WHAT NEEDS TO BE DONE >>
Carry none of the pictures over; set down the material below exactly.

Records >>
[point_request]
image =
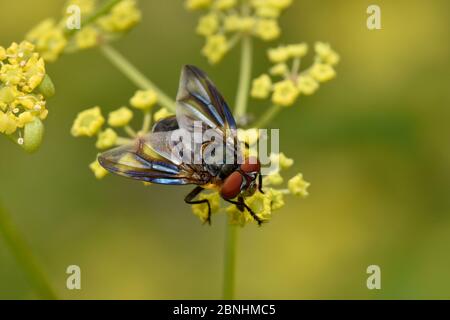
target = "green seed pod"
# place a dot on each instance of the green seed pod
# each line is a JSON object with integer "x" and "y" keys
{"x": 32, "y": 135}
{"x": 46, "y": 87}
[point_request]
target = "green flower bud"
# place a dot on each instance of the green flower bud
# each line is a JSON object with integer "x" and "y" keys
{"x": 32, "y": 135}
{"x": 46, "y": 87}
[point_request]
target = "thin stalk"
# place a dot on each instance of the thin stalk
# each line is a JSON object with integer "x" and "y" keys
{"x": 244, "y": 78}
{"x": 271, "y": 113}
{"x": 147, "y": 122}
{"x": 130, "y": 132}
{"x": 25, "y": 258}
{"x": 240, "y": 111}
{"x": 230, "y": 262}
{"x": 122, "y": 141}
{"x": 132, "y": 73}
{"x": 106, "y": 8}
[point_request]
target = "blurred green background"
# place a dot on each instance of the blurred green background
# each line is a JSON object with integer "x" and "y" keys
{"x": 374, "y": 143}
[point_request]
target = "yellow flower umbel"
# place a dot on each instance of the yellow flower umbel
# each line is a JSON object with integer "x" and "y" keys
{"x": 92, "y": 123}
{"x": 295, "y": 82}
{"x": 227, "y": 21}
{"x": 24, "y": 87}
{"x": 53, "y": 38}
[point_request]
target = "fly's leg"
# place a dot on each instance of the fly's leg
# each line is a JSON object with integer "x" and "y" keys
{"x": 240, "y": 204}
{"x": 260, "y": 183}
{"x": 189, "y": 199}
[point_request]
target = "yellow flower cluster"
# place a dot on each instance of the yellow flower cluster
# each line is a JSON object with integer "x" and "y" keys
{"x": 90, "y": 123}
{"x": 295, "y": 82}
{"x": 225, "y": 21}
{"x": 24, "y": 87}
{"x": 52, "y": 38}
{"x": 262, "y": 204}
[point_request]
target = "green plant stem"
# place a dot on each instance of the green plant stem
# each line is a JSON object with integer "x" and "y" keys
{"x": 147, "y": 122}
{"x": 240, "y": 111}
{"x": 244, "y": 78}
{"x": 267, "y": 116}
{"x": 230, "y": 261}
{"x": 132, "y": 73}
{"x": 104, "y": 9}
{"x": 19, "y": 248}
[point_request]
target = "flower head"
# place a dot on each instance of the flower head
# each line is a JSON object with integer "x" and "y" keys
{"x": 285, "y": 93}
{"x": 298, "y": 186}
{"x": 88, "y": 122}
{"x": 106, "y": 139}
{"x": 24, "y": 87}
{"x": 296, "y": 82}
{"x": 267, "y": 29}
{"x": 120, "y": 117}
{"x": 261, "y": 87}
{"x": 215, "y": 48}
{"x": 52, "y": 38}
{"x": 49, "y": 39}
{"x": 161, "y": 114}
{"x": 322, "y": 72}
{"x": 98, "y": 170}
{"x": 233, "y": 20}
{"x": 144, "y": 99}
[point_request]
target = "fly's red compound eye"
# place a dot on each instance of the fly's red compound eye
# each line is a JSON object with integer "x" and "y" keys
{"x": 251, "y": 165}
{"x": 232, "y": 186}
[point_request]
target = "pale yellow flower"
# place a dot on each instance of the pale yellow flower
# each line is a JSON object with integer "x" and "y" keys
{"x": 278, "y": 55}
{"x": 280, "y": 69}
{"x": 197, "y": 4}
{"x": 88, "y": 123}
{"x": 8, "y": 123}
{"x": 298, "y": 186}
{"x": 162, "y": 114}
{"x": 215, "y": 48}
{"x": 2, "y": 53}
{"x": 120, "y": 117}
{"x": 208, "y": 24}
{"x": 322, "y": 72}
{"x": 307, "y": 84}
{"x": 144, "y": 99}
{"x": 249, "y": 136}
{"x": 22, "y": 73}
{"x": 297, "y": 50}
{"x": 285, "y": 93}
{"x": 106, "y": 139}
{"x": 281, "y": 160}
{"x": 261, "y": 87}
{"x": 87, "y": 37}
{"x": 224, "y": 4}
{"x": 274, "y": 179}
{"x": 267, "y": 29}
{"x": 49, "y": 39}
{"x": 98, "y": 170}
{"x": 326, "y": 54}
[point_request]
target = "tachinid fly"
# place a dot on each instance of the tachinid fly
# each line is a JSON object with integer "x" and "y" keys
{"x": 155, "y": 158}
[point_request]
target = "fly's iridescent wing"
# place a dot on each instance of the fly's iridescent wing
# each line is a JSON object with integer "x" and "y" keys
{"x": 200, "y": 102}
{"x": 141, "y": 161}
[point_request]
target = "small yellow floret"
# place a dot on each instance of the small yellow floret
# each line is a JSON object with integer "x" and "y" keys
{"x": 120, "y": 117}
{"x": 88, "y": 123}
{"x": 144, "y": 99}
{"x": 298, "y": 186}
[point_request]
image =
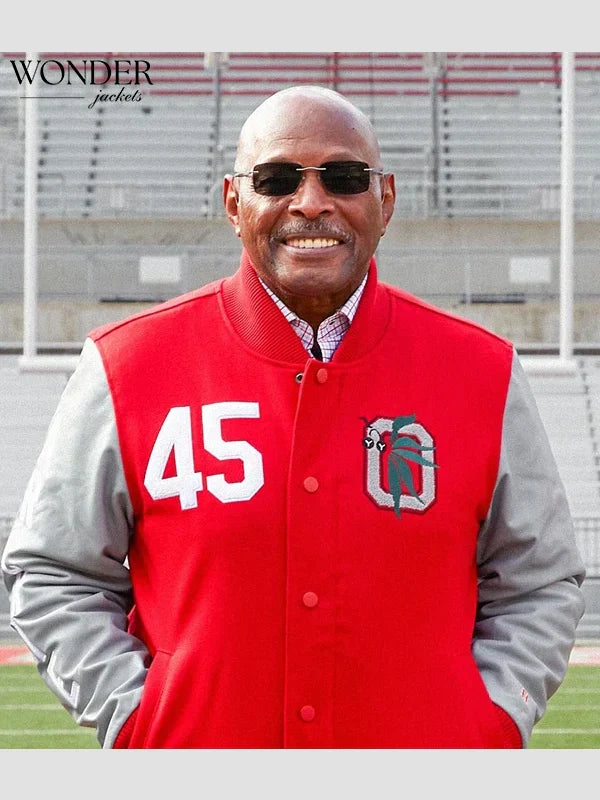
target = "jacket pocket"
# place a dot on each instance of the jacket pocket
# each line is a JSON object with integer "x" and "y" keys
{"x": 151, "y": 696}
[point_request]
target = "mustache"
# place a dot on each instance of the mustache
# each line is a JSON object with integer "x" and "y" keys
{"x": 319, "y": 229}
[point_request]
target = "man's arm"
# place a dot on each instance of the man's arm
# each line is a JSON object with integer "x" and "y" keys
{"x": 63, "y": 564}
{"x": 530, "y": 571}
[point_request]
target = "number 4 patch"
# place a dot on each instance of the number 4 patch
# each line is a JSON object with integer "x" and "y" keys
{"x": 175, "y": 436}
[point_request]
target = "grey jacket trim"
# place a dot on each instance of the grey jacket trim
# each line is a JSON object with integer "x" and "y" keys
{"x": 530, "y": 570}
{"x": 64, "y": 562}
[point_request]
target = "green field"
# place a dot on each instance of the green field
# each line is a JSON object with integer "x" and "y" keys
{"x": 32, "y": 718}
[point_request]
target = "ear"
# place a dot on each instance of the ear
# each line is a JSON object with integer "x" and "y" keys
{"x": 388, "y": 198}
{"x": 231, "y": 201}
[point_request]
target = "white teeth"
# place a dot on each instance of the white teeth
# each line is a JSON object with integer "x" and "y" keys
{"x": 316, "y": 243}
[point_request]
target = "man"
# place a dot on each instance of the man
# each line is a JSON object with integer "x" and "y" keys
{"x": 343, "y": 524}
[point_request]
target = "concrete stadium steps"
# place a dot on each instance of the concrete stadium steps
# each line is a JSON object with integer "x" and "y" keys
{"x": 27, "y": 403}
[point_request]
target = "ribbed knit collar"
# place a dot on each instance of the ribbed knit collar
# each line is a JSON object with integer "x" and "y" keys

EXERCISE RESPONSE >>
[point_request]
image =
target = "green seed pod"
# place a dot on each instance of the green seed pod
# each line is a JSON object with integer "x" and "y" keys
{"x": 32, "y": 135}
{"x": 46, "y": 87}
[point_request]
target = "green flower bud"
# place a dot on each instance of the green flower bud
# each line is a JSON object with integer "x" and "y" keys
{"x": 32, "y": 135}
{"x": 46, "y": 87}
[point_request]
target = "thin stalk"
# place a dot on each instance of the thin stalk
# each line is a JSON object with integer "x" and "y" keys
{"x": 244, "y": 78}
{"x": 271, "y": 113}
{"x": 147, "y": 122}
{"x": 130, "y": 132}
{"x": 25, "y": 258}
{"x": 240, "y": 111}
{"x": 230, "y": 262}
{"x": 122, "y": 141}
{"x": 132, "y": 73}
{"x": 106, "y": 8}
[point_request]
target = "blurred green background"
# place a dot on each instance of the blurred green background
# each line is a JSON object with integer "x" and "y" keys
{"x": 374, "y": 143}
[point_request]
target = "yellow flower umbel"
# place a dot on each instance of the yellow flower umbel
# each line is a JSON object with integer "x" and "y" keys
{"x": 92, "y": 123}
{"x": 295, "y": 82}
{"x": 227, "y": 21}
{"x": 24, "y": 87}
{"x": 53, "y": 38}
[point_request]
target = "fly's leg"
# place a dot on each instance of the fly's leg
# each line is a JSON object with integer "x" and "y" keys
{"x": 240, "y": 204}
{"x": 260, "y": 183}
{"x": 189, "y": 199}
[point_request]
target = "yellow flower cluster"
# place a dot on each instance of the yellow flower cluster
# each line is a JSON object with integer "x" and "y" keys
{"x": 90, "y": 123}
{"x": 295, "y": 82}
{"x": 225, "y": 21}
{"x": 24, "y": 87}
{"x": 52, "y": 38}
{"x": 262, "y": 204}
[point_request]
target = "green plant stem"
# place a dot on each instance of the green plant stem
# each line is a JSON object with integer "x" and "y" keys
{"x": 147, "y": 122}
{"x": 240, "y": 111}
{"x": 244, "y": 78}
{"x": 267, "y": 116}
{"x": 230, "y": 261}
{"x": 132, "y": 73}
{"x": 104, "y": 9}
{"x": 19, "y": 248}
[point_request]
target = "flower head"
# place a dot on each instance of the flower head
# each line is a JSON object with integer "x" and "y" keys
{"x": 285, "y": 93}
{"x": 298, "y": 186}
{"x": 88, "y": 122}
{"x": 106, "y": 139}
{"x": 24, "y": 87}
{"x": 296, "y": 82}
{"x": 267, "y": 29}
{"x": 120, "y": 117}
{"x": 261, "y": 87}
{"x": 215, "y": 48}
{"x": 52, "y": 38}
{"x": 49, "y": 39}
{"x": 161, "y": 114}
{"x": 322, "y": 72}
{"x": 98, "y": 170}
{"x": 233, "y": 20}
{"x": 144, "y": 99}
[point_request]
target = "fly's red compound eye"
# place a dot on each instance of the fly's red compound eye
# each line is a JSON object with integer "x" and "y" keys
{"x": 251, "y": 165}
{"x": 232, "y": 186}
[point_request]
target = "pale yellow flower"
# place a dot on each instance of the pale yellow flower
# each line is a JSON object with integer "x" and "y" keys
{"x": 278, "y": 55}
{"x": 280, "y": 69}
{"x": 197, "y": 4}
{"x": 88, "y": 123}
{"x": 8, "y": 123}
{"x": 298, "y": 186}
{"x": 162, "y": 114}
{"x": 215, "y": 48}
{"x": 2, "y": 53}
{"x": 120, "y": 117}
{"x": 208, "y": 24}
{"x": 322, "y": 72}
{"x": 307, "y": 84}
{"x": 144, "y": 99}
{"x": 249, "y": 136}
{"x": 22, "y": 73}
{"x": 297, "y": 50}
{"x": 285, "y": 93}
{"x": 106, "y": 139}
{"x": 281, "y": 160}
{"x": 261, "y": 87}
{"x": 87, "y": 37}
{"x": 224, "y": 4}
{"x": 274, "y": 179}
{"x": 267, "y": 29}
{"x": 49, "y": 39}
{"x": 98, "y": 170}
{"x": 326, "y": 54}
[point_request]
target = "tachinid fly"
# place a dot on each instance of the tachinid fly
# each line is a JSON object with integer "x" and "y" keys
{"x": 155, "y": 158}
[point_request]
target = "fly's iridescent wing"
# place a dot on each instance of the fly's iridescent wing
# each line is a JSON object with integer "x" and "y" keys
{"x": 200, "y": 102}
{"x": 141, "y": 161}
[point_request]
target = "small yellow floret"
# place a dot on each instance of the small yellow floret
# each line is a JSON object with integer "x" and "y" keys
{"x": 120, "y": 117}
{"x": 88, "y": 123}
{"x": 144, "y": 99}
{"x": 298, "y": 186}
[point_request]
image =
target = "jacket pocket"
# place a dot on each instance of the jacket pocket
# each line is a JSON object with integer "x" and "y" keys
{"x": 151, "y": 696}
[point_request]
target = "mustache"
# place a dot on each instance of the mustache
# each line is a JSON object with integer "x" and "y" keys
{"x": 319, "y": 229}
[point_request]
target = "man's arm"
# place a dot on each instance of the man's arm
# each line is a JSON object with integer "x" and "y" keys
{"x": 63, "y": 564}
{"x": 530, "y": 571}
[point_request]
target = "number 4 patch"
# place a dot on each instance of the number 4 patch
# each line is a JSON object with integer "x" and "y" keys
{"x": 175, "y": 436}
[point_request]
target = "grey jacket trim"
# place a dot on each instance of the grey jacket trim
# each line is a JSON object with integer "x" and "y" keys
{"x": 530, "y": 570}
{"x": 64, "y": 562}
[point_request]
target = "green field"
# place a dot on each instance of the green field
# each line is a JSON object with integer "x" and "y" keys
{"x": 32, "y": 718}
[point_request]
target = "ear"
# place a dot on each instance of the ear
# each line is a JSON object with integer "x" and "y" keys
{"x": 388, "y": 198}
{"x": 231, "y": 201}
[point_request]
target = "white teeth"
# place a dot on each instance of the white teeth
# each line is a JSON object with integer "x" and "y" keys
{"x": 316, "y": 243}
[point_request]
target = "man"
# place a dot on each instance of the man
# each line is a JSON object with integer "x" and "y" keys
{"x": 343, "y": 524}
[point_request]
target = "concrete stadium steps"
# place a dot on each instance of the concrete stadium steps
# each line is a JSON object with integer "x" and "y" keys
{"x": 27, "y": 403}
[point_request]
target = "ribbed knit collar"
# place a dot on each instance of the ribbed knit collar
# each line is a JSON object with integer "x" and "y" keys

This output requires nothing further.